++++ Source passage ++++

Mr Spratt: I am not asking you to give a legal opinion, despite what I said about fat cat lawyers. [Laughter.]

Ms Hogan: I am not one of them anymore.

The Chairperson (Mr Nesbitt): Other types of lawyers are available.

Ms Hogan: There is a range of services.

Mr Spratt: Finally, in terms of the reporting process, do you think that doing it annually is the best method? We are worried about another level of bureaucracy or another level taking money away from a full pot — we will say that it is a full pot now — to employ people to do a yearly process in the various Departments. Is that an appropriate use of public money?

Ms Whelehan: I understand that concern completely, and I have similar concerns, but my experience has been that what gets measured —

Mr Spratt: How do we get around it, Natalie?

Ms Whelehan: I will tell you. I think that what gets measured gets done. If we build the annual reporting process into it from the very outset, it should not be onerous and bureaucratic, because, actually, how they are fulfil children's rights and the best interests of children should be a consideration of all Departments and agencies as they do their work on a daily basis. That should be an ongoing consideration as it is. It does not have to be a hugely onerous report. It should certainly not take away from doing the work that has to be done. It is about being clever about how we prepare for that annual reporting. That should be built in at the beginning.

The other issue that you raised was removing money from an ever-dwindling pot. I actually believe that that is the purpose of this. Our experience has been that money is being wasted on having to threaten judicial reviews, as Rachel explained, and take tribunals. That is absolutely unnecessary. If we could get Departments and agencies to cooperate better and provide services to really provide better outcomes for children, there would be huge savings to be made. That money could be far better spent; I totally agree with you. That is where the inefficiency lies. It is not about creating another tool to beat government with; it is about doing things smarter and better and, ultimately, creating better outcomes for children.

++++ Extracted records ++++

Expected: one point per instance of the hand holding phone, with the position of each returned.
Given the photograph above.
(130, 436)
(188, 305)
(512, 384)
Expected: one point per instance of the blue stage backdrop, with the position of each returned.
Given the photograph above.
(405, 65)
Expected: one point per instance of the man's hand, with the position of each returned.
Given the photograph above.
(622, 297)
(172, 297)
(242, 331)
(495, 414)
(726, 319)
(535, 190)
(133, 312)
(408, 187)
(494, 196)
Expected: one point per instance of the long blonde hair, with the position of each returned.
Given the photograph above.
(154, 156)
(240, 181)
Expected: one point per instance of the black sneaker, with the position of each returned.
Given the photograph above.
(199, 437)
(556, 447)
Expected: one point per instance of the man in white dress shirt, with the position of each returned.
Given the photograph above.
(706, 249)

++++

[Exercise requirements]:
**1.** In the committee transcript, what does Ms Whelehan say money is being wasted on?
**2.** Return the passage of the committee transcript that begins at the words "Mr Spratt: Finally, in" and stops after the words "around it, Natalie?".
These entries are separate material and have no connection to the committee transcript.

[Answers to the tasks]:
**1.** Having to threaten judicial reviews and take tribunals.

**2.**
Mr Spratt: Finally, in terms of the reporting process, do you think that doing it annually is the best method? We are worried about another level of bureaucracy or another level taking money away from a full pot — we will say that it is a full pot now — to employ people to do a yearly process in the various Departments. Is that an appropriate use of public money?

Ms Whelehan: I understand that concern completely, and I have similar concerns, but my experience has been that what gets measured —

Mr Spratt: How do we get around it, Natalie?